▸ INSTRUCTIONS FOR THE TASK
Copy every line of the rows below, requests included, and multiply each coordinate in the answers by 2.15, rounding to the nearest whole number with halves rounded up. Leave the numbers in the requests and their format samples unchanged.

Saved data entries
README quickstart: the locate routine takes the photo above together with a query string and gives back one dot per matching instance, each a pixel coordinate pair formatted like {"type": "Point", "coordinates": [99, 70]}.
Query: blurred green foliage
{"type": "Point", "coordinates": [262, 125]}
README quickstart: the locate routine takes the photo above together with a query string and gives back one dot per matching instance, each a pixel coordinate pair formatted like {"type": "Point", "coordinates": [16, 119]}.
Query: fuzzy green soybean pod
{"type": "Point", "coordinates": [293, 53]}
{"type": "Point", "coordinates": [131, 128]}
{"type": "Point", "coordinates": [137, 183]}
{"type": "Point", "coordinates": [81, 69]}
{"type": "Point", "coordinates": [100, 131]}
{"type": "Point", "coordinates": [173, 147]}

▸ EXERCISE ANSWER
README quickstart: the locate routine takes the photo above together with a query string and gives back one dot per matching instance, each a pixel coordinate pair formatted like {"type": "Point", "coordinates": [99, 70]}.
Query: blurred green foliage
{"type": "Point", "coordinates": [563, 269]}
README quickstart: the locate routine takes the photo above together with a query string and gives back one dot per matching instance, each a pixel coordinate pair formatted like {"type": "Point", "coordinates": [16, 119]}.
Query: fuzzy green soybean pod
{"type": "Point", "coordinates": [630, 114]}
{"type": "Point", "coordinates": [282, 275]}
{"type": "Point", "coordinates": [295, 393]}
{"type": "Point", "coordinates": [174, 148]}
{"type": "Point", "coordinates": [215, 282]}
{"type": "Point", "coordinates": [372, 316]}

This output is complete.